Where to begin, where to begin?
Remember when I wrote this post about people asking if we were planning to have a second child and how stressed that was making me and how we were just so undecided and nervous and … blah?
Well, I was already pregnant. I took the positive test that night. My first clue came in the form of my emotions being all. over. the place., which isn’t necessarily unusual for me — but I remembered that out-of-control hormonal feeling from a previous experience. Namely: a previous pregnancy.
It was … surprising. Exciting! And scary.
It’s different this time. While I was blindly, happily naive to any sort of possible “complications” during my first pregnancy, I’m approaching this one with open eyes. Putting aside Oliver’s traumatic birth and my preeclampsia, my husband and I know what it’s like to have a newborn in the house. We know what those sleepless nights and early mornings will require of us. We know we’re going to have to invest in a king-size can of coffee, like, every few days. We know we’re going to be tired.
I’m almost 13 weeks along, preparing to bid adieu to the first trimester and generally coming back to life. This pregnancy has been easier on me physically — less nausea, less exhaustion — but tougher mentally. Having a 17-month-old during the early, awful days when I wanted nothing more than to lay in a dark room eating crackers was tough. I can’t just concentrate on me this go ’round; I have sweet Oliver reaching for his Puffs. My husband has been awesome (as always), but it’s always Ollie and me getting ready for work and daycare in the morning. Mornings are hard.

SUPPLIED MATERIAL ->
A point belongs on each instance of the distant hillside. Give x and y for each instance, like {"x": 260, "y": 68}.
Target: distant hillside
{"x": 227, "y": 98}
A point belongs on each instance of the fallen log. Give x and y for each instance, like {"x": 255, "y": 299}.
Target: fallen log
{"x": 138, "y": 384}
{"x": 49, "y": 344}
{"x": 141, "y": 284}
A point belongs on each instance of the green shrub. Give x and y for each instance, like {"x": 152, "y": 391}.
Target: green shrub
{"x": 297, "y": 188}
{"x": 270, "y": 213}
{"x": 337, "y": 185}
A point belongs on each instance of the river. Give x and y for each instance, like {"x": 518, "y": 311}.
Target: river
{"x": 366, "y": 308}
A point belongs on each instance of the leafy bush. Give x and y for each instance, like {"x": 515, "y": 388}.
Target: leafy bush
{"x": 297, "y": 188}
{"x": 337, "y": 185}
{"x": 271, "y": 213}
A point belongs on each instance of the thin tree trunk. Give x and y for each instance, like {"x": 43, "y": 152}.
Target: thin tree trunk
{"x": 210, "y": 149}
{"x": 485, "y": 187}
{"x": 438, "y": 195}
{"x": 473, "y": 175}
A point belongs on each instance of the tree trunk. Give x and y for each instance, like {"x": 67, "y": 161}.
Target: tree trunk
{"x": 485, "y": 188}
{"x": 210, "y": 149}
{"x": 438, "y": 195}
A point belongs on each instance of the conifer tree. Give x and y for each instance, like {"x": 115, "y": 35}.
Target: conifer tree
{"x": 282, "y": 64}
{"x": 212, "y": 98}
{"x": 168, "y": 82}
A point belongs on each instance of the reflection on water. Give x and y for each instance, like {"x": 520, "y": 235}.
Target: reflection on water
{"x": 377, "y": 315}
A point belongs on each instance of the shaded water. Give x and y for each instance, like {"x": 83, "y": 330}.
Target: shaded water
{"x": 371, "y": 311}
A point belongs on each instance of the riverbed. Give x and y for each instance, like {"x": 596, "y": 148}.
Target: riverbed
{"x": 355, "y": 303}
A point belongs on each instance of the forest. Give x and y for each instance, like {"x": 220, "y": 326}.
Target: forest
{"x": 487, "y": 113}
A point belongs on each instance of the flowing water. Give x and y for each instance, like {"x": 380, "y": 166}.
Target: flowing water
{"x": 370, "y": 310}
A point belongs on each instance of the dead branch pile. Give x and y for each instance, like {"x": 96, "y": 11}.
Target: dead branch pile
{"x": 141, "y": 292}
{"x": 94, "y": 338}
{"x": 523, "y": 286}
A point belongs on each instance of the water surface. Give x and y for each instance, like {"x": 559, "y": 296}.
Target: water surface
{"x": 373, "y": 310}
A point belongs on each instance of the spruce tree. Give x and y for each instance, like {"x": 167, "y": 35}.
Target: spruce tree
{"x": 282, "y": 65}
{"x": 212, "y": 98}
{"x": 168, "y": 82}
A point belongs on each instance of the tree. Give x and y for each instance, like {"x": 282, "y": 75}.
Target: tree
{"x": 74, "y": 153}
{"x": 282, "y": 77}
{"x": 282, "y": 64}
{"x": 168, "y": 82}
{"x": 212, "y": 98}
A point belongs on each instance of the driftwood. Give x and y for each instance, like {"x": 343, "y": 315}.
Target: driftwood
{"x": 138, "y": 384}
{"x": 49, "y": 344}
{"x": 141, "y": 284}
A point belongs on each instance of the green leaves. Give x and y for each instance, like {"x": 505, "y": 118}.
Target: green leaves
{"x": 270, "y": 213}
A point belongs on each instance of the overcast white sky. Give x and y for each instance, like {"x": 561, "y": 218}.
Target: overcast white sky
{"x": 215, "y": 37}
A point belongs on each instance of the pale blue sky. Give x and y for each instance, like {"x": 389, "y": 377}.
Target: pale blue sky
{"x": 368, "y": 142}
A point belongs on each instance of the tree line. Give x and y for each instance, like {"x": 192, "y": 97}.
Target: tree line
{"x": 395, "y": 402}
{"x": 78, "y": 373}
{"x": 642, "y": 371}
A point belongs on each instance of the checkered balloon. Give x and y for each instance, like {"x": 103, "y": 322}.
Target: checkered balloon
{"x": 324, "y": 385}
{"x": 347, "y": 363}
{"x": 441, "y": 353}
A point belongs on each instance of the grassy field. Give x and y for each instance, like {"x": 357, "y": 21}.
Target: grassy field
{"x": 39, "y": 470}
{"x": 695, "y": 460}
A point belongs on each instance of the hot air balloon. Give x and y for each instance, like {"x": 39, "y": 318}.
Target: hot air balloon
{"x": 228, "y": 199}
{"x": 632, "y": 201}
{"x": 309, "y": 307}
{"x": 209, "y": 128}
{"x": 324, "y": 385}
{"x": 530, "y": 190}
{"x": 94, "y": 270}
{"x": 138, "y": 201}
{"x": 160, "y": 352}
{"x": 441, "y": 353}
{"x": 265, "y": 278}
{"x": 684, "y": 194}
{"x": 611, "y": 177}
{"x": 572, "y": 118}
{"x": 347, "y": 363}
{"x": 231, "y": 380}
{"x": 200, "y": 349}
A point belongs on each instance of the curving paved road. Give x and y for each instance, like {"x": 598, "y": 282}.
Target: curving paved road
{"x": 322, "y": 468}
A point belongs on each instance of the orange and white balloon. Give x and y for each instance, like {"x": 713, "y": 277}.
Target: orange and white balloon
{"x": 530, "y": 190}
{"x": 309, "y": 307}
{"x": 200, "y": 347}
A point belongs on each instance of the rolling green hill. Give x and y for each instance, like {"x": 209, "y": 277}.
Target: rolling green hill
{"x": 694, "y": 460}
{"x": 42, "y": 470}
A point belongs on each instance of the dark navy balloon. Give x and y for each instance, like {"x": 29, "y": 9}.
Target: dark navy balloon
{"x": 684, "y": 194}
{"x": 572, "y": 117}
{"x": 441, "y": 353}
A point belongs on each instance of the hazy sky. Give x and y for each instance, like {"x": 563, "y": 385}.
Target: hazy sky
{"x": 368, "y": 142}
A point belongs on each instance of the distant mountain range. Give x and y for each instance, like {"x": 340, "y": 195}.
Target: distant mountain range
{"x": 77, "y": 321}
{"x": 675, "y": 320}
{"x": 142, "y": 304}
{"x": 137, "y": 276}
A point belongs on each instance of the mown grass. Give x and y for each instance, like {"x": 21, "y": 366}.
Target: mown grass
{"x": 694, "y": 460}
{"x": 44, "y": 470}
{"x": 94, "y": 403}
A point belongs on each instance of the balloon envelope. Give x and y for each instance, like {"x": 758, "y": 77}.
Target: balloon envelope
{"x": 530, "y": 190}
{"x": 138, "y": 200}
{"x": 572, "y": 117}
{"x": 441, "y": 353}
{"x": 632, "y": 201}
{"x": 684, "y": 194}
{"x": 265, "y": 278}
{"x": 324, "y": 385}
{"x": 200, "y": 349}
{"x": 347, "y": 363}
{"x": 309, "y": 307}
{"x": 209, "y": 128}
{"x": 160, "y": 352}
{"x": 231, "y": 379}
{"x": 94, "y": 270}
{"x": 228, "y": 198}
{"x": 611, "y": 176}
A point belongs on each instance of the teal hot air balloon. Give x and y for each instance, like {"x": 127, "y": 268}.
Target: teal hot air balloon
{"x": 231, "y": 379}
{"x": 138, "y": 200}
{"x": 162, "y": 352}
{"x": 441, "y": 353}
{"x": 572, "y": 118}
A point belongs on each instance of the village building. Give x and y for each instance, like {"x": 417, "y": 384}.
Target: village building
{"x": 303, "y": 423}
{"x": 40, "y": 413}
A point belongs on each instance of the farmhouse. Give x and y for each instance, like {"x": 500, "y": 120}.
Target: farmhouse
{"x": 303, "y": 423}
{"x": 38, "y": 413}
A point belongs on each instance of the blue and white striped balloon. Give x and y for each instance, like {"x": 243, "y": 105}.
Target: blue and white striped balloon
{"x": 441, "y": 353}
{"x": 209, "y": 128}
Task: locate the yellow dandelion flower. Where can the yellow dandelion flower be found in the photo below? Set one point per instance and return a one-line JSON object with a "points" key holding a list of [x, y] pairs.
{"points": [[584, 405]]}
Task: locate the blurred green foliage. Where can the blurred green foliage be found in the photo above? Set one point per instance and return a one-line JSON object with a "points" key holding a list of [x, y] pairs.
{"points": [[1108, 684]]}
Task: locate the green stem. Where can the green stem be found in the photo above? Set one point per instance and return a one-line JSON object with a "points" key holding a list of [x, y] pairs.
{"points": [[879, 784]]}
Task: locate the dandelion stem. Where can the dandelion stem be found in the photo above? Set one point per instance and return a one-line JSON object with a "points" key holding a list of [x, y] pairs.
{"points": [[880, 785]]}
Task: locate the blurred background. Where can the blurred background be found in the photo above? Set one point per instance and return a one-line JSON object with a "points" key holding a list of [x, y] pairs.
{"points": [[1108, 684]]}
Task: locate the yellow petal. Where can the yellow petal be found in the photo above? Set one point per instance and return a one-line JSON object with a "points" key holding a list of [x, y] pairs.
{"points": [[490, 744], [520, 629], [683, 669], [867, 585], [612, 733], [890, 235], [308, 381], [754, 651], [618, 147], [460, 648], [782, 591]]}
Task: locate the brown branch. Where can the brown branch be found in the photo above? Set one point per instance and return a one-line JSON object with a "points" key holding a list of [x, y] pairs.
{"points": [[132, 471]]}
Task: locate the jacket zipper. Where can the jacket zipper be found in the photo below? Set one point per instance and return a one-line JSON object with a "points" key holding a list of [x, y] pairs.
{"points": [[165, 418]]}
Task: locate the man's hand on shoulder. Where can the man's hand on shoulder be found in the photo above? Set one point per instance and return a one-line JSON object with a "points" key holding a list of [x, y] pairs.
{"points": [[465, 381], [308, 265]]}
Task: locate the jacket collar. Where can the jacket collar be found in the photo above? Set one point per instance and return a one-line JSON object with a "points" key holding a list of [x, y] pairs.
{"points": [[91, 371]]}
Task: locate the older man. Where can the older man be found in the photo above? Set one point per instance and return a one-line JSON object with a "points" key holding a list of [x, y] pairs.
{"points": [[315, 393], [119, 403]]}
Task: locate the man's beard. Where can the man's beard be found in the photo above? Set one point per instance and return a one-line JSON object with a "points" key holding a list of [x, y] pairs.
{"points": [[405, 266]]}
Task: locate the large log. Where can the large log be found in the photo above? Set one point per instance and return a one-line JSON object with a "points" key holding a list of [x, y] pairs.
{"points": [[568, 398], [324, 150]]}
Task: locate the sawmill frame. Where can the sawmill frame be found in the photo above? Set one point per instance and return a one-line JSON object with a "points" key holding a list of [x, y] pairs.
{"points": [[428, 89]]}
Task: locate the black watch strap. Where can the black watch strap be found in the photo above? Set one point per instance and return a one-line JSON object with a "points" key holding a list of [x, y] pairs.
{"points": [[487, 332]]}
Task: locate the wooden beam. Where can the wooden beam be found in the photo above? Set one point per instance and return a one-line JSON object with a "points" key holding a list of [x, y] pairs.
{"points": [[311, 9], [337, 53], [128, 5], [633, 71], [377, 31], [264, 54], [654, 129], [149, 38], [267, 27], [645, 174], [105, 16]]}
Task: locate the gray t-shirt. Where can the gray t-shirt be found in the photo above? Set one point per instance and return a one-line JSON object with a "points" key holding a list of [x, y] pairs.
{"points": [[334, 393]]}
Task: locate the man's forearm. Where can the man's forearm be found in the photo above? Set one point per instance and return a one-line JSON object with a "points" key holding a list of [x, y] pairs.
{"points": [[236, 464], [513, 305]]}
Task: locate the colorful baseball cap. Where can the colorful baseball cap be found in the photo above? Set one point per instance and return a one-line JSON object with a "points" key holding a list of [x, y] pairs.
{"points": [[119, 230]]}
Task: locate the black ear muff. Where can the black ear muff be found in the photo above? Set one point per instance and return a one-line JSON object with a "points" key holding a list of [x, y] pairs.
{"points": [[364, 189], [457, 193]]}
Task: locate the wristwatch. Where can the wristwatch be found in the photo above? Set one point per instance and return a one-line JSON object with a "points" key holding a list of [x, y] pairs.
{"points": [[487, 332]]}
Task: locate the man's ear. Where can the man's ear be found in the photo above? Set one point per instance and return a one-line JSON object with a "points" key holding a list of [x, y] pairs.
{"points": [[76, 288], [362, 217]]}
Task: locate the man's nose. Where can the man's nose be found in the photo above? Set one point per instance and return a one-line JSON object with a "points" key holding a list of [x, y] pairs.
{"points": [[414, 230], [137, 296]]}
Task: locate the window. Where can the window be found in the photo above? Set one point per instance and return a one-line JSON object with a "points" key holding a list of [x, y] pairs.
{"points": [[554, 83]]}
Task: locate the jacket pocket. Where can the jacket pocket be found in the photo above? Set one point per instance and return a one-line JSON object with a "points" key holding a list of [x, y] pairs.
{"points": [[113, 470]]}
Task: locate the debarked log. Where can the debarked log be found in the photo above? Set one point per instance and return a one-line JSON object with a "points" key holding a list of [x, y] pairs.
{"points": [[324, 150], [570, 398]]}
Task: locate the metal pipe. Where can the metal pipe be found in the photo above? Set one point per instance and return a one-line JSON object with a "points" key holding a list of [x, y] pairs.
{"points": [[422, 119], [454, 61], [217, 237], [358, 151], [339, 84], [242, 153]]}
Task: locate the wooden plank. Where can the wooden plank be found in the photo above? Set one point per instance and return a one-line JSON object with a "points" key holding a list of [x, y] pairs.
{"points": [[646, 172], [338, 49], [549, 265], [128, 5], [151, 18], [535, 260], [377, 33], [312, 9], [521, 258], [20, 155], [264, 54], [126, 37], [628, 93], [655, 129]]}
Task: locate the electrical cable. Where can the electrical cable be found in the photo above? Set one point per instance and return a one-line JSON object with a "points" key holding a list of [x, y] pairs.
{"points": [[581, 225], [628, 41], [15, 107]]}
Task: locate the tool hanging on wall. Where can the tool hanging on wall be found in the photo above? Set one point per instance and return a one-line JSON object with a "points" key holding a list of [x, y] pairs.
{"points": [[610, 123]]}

REQUIRED ACTION -> Proceed with the blog post about a second pregnancy, picking up after its last sentence. The lines have no connection to the blog post about a second pregnancy.

TASK ANSWER ->
And, you know, work. I’m probably busier at my job than ever before — and working in a completely different environment this pregnancy. Different building, different coworkers, different boss… different company, actually, though we’re still the same newspaper. This is good, really, because I love our staff and get a lot of joy from what I do. But? You know, it’s work. I don’t want to fall behind in any area: as a parent, wife, employee. The balancing act is tough.
It probably sounds selfish, but we are all finally sleeping again and I am … scared about what adding another child to the mix will be like. Maybe all second-time parents feel this way. (I hope?) I feel like we’ve just gained our footing as a family of three, and now we’re expanding to four. While I’m thrilled and feel very fortunate to be having a second child, I’d be lying if I said I wasn’t scared, too.
The difference between this pregnancy, so far, and the last one? Well, I’ve come a long way from the woman whose chief concern was how quickly she’d be able to shower after childbirth. (Seriously? Yeah.) Being hospitalized for a week beforehand will do that to a lady.
So many of the concerns I had as a first-time parent have softened with experience. We have already taken care of an infant. Of a premature infant. Of a fresh-from-the-NICU infant. We have driven home with a 4-pound baby. We have been away from our child and close to our child and we have stayed up until 2, 3, 4 a.m. listening to him breathe. We’ve driven to the ER in the dead of night, and dashed to our son’s hospital bed after surgery.
And we have laughed together, cried together, watched endless (endless, endless) episodes of “The Muppets” together. Sometimes I still look at my child and think, I have a child. A child who now reaches out to run his little fingers through my hair, who croons “Mama” in my arms just before he falls asleep.
We have known fear, and we have known grace. So much grace.
So no, I’m not the pregnant woman I was before … but I think I’m someone stronger. And hungrier.
Someone who desperately wants tortilla chips and super-spicy queso all the time.
And cake. Brownies. Cookies.
You know what? Just bring the whole dessert platter. Let’s do this.